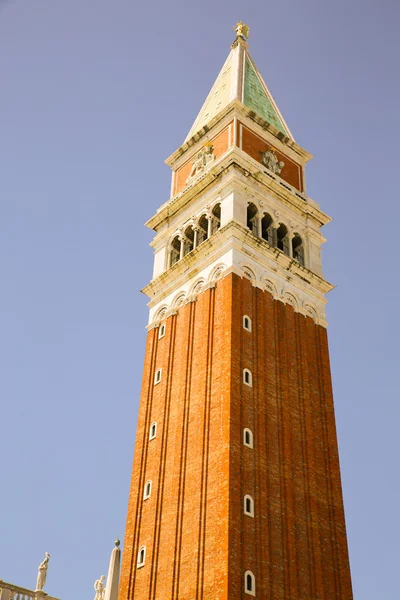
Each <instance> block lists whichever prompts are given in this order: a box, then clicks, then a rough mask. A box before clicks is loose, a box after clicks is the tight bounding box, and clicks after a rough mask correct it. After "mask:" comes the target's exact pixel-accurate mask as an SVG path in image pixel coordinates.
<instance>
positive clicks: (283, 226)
mask: <svg viewBox="0 0 400 600" xmlns="http://www.w3.org/2000/svg"><path fill="white" fill-rule="evenodd" d="M276 235H277V247H278V248H279V250H282V252H284V253H285V254H286V255H287V256H289V255H290V253H289V235H288V230H287V227H286V226H285V225H283V223H281V224H280V225H279V227H278V229H277V231H276Z"/></svg>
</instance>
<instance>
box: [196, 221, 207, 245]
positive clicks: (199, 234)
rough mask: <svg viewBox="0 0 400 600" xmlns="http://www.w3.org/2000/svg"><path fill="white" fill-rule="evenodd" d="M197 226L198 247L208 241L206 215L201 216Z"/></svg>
mask: <svg viewBox="0 0 400 600" xmlns="http://www.w3.org/2000/svg"><path fill="white" fill-rule="evenodd" d="M198 226H199V233H198V238H199V239H198V245H200V244H202V243H203V242H205V241H206V240H207V239H208V219H207V217H206V215H201V217H200V219H199V223H198Z"/></svg>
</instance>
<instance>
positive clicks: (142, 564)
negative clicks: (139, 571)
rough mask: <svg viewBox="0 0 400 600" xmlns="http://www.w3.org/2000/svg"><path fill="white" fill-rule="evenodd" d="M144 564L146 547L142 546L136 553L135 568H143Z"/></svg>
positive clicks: (144, 562) (138, 568)
mask: <svg viewBox="0 0 400 600" xmlns="http://www.w3.org/2000/svg"><path fill="white" fill-rule="evenodd" d="M145 562H146V546H142V547H141V548H140V550H139V552H138V560H137V568H138V569H139V568H140V567H144V563H145Z"/></svg>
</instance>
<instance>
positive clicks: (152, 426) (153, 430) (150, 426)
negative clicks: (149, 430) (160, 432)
mask: <svg viewBox="0 0 400 600" xmlns="http://www.w3.org/2000/svg"><path fill="white" fill-rule="evenodd" d="M155 437H157V423H152V424H151V426H150V434H149V440H154V438H155Z"/></svg>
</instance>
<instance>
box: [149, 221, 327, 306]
mask: <svg viewBox="0 0 400 600" xmlns="http://www.w3.org/2000/svg"><path fill="white" fill-rule="evenodd" d="M232 248H236V249H237V250H239V251H240V252H242V253H243V254H245V255H247V256H249V258H252V259H253V260H254V261H255V262H256V263H258V264H260V266H261V267H262V268H263V269H265V270H266V271H267V272H268V271H271V272H274V271H275V272H276V273H279V274H280V276H281V277H284V278H286V279H288V278H289V279H291V280H292V281H293V283H294V284H295V285H296V286H297V287H298V288H299V289H300V290H303V291H305V292H307V293H308V294H311V295H314V296H315V297H316V299H318V301H321V298H322V297H323V296H324V295H325V294H326V293H327V292H329V291H330V290H332V289H333V287H334V286H333V285H332V284H330V283H329V282H328V281H326V280H325V279H323V278H322V277H320V276H319V275H317V274H315V273H313V272H312V271H310V270H309V269H307V268H306V267H303V266H301V265H300V264H299V263H298V262H297V261H295V260H294V259H292V258H290V257H288V256H286V255H285V254H284V253H283V252H281V251H280V250H278V249H277V248H273V247H271V246H270V245H269V244H268V243H267V242H266V241H265V240H263V239H261V238H258V237H256V236H254V235H253V234H252V233H251V232H250V231H249V230H248V229H247V228H246V227H244V226H243V225H242V224H241V223H238V222H237V221H230V222H229V223H227V224H226V225H225V226H224V227H222V228H221V229H220V230H219V231H217V232H216V233H215V234H214V235H213V236H211V237H210V238H209V239H208V240H206V241H205V242H203V243H202V244H201V245H200V246H198V247H197V248H196V249H195V250H193V251H192V252H190V253H189V254H187V255H186V256H185V257H184V258H182V259H181V260H180V261H179V262H177V263H176V264H175V265H173V266H172V267H171V268H170V269H168V270H167V271H165V272H163V273H161V274H160V275H159V276H158V277H156V278H155V279H153V280H152V281H151V282H150V283H149V284H148V285H147V286H145V287H144V288H143V290H142V292H143V293H144V294H146V295H147V296H148V297H149V298H150V302H149V306H150V307H152V306H154V305H155V304H157V303H159V302H161V301H162V298H163V297H166V296H168V295H169V294H171V293H172V292H173V291H174V290H175V289H178V288H179V286H181V285H183V284H184V283H185V281H187V280H188V279H189V278H190V279H192V278H194V277H196V274H198V273H199V272H200V271H201V270H202V269H204V268H205V267H206V266H207V265H210V264H212V263H213V262H214V261H215V260H216V259H217V258H218V256H221V255H222V254H224V253H226V252H227V251H229V249H232Z"/></svg>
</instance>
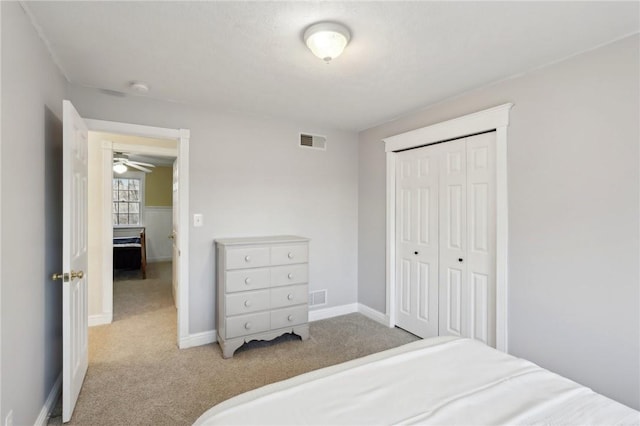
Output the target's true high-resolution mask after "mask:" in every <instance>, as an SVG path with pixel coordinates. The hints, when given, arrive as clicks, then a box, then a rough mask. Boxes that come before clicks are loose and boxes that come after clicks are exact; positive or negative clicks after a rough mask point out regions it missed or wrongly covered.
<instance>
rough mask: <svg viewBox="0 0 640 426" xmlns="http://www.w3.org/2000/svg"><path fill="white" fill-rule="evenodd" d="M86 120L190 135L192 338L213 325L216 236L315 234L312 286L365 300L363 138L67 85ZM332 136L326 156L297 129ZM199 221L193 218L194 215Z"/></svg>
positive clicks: (190, 255) (312, 265)
mask: <svg viewBox="0 0 640 426" xmlns="http://www.w3.org/2000/svg"><path fill="white" fill-rule="evenodd" d="M69 93H70V99H71V101H72V102H73V104H74V105H75V106H76V108H77V109H78V111H79V112H80V114H81V115H82V116H83V117H86V118H94V119H101V120H109V121H121V122H128V123H135V124H144V125H149V126H159V127H168V128H188V129H190V130H191V139H190V146H189V154H190V158H189V162H190V164H189V165H190V170H189V180H190V181H189V184H190V193H189V197H190V205H189V210H190V215H193V214H194V213H201V214H203V215H204V226H203V227H200V228H193V227H191V228H190V229H189V233H190V234H189V238H190V246H189V249H190V269H189V274H190V284H189V286H190V287H189V289H190V296H189V303H190V312H189V314H190V318H189V323H190V327H189V330H190V333H191V334H195V333H199V332H207V331H211V330H213V329H214V326H215V325H214V318H215V317H214V314H215V294H214V288H215V287H214V273H215V263H214V247H213V240H214V239H215V238H222V237H233V236H251V235H269V234H297V235H302V236H305V237H309V238H311V246H310V250H311V251H310V256H311V262H310V281H309V285H310V290H311V291H313V290H319V289H328V302H329V303H328V305H327V306H323V308H324V307H333V306H340V305H345V304H351V303H355V302H356V301H357V208H358V206H357V203H358V189H357V177H358V174H357V164H358V160H357V154H358V145H357V135H356V134H355V133H351V132H344V131H337V130H334V129H327V128H322V127H318V126H314V125H313V123H294V122H289V121H279V120H273V119H267V118H262V117H249V116H239V115H235V114H231V113H223V112H216V111H212V110H208V109H205V108H201V107H191V106H187V105H183V104H179V103H171V102H162V101H155V100H150V99H146V98H143V97H135V96H132V97H125V98H122V97H114V96H110V95H106V94H103V93H100V92H98V91H95V90H92V89H87V88H80V87H73V86H72V87H69ZM301 131H304V132H311V133H316V134H322V135H326V136H327V137H328V148H327V151H318V150H310V149H303V148H299V147H298V145H297V144H298V133H299V132H301ZM190 223H192V216H191V217H190Z"/></svg>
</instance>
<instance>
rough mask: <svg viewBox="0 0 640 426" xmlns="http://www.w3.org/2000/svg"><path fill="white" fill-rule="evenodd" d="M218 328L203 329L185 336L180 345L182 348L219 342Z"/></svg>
mask: <svg viewBox="0 0 640 426" xmlns="http://www.w3.org/2000/svg"><path fill="white" fill-rule="evenodd" d="M217 341H218V338H217V337H216V330H209V331H203V332H200V333H194V334H190V335H188V336H187V337H185V338H182V339H180V342H179V343H178V347H179V348H180V349H187V348H193V347H195V346H202V345H207V344H209V343H214V342H217Z"/></svg>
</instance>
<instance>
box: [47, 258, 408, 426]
mask: <svg viewBox="0 0 640 426" xmlns="http://www.w3.org/2000/svg"><path fill="white" fill-rule="evenodd" d="M134 278H137V277H134ZM212 304H213V301H212ZM310 329H311V330H310V331H311V337H310V339H309V340H307V341H304V342H303V341H301V340H300V339H299V338H298V337H297V336H292V335H285V336H282V337H280V338H278V339H276V340H274V341H272V342H251V343H249V344H246V345H245V346H243V347H242V348H240V349H238V350H237V351H236V353H235V355H234V357H233V358H231V359H227V360H225V359H223V358H222V354H221V351H220V348H219V346H218V345H217V344H215V343H212V344H208V345H204V346H200V347H195V348H190V349H183V350H179V349H178V348H177V346H176V310H175V307H174V305H173V298H172V296H171V264H170V263H152V264H149V268H148V271H147V279H146V280H139V279H127V280H123V281H115V282H114V321H113V323H112V324H109V325H105V326H97V327H91V328H90V329H89V369H88V371H87V376H86V378H85V381H84V385H83V387H82V391H81V392H80V396H79V398H78V403H77V405H76V408H75V411H74V414H73V417H72V419H71V422H70V423H69V424H70V425H92V426H93V425H96V426H97V425H190V424H192V423H193V422H194V421H195V420H196V419H197V418H198V417H199V416H200V415H201V414H202V413H203V412H204V411H206V410H207V409H208V408H210V407H211V406H213V405H215V404H217V403H219V402H221V401H224V400H226V399H228V398H230V397H232V396H234V395H237V394H239V393H242V392H245V391H247V390H250V389H254V388H257V387H260V386H263V385H265V384H268V383H272V382H275V381H279V380H283V379H286V378H289V377H292V376H295V375H298V374H301V373H304V372H307V371H311V370H315V369H318V368H322V367H326V366H329V365H333V364H337V363H340V362H343V361H347V360H350V359H354V358H358V357H362V356H365V355H368V354H371V353H374V352H379V351H382V350H384V349H388V348H392V347H395V346H399V345H402V344H405V343H408V342H411V341H414V340H416V339H417V338H416V337H415V336H413V335H411V334H409V333H406V332H404V331H403V330H400V329H397V328H395V329H390V328H388V327H385V326H383V325H381V324H378V323H376V322H374V321H371V320H369V319H368V318H366V317H364V316H362V315H360V314H350V315H345V316H341V317H335V318H331V319H327V320H322V321H316V322H312V323H311V326H310ZM60 413H61V409H60V403H59V404H58V407H57V408H56V411H54V413H53V415H52V417H51V419H50V420H49V424H50V425H56V424H61V421H62V418H61V415H60Z"/></svg>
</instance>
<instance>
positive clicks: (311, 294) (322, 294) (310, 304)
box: [309, 290, 327, 306]
mask: <svg viewBox="0 0 640 426" xmlns="http://www.w3.org/2000/svg"><path fill="white" fill-rule="evenodd" d="M326 304H327V290H318V291H312V292H311V293H310V294H309V306H314V305H326Z"/></svg>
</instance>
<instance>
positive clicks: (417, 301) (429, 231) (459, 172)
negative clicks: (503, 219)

——

§ **What you should do**: Reproduce the records from their beginning up to and including the line with "positive clicks: (283, 226)", omitting any picture.

§ **Exercise solution**:
Each <instance> block lists whichever prompts are given in this order: a box, then clicks, then a rough mask. A box before clicks is loose, a box after clicks is the tight bounding box, and clicks after a rough mask correct it. After "mask:" comes the target's exact pixel-accurate mask as an SVG path in image pixel coordinates.
<instance>
positive clicks: (283, 226)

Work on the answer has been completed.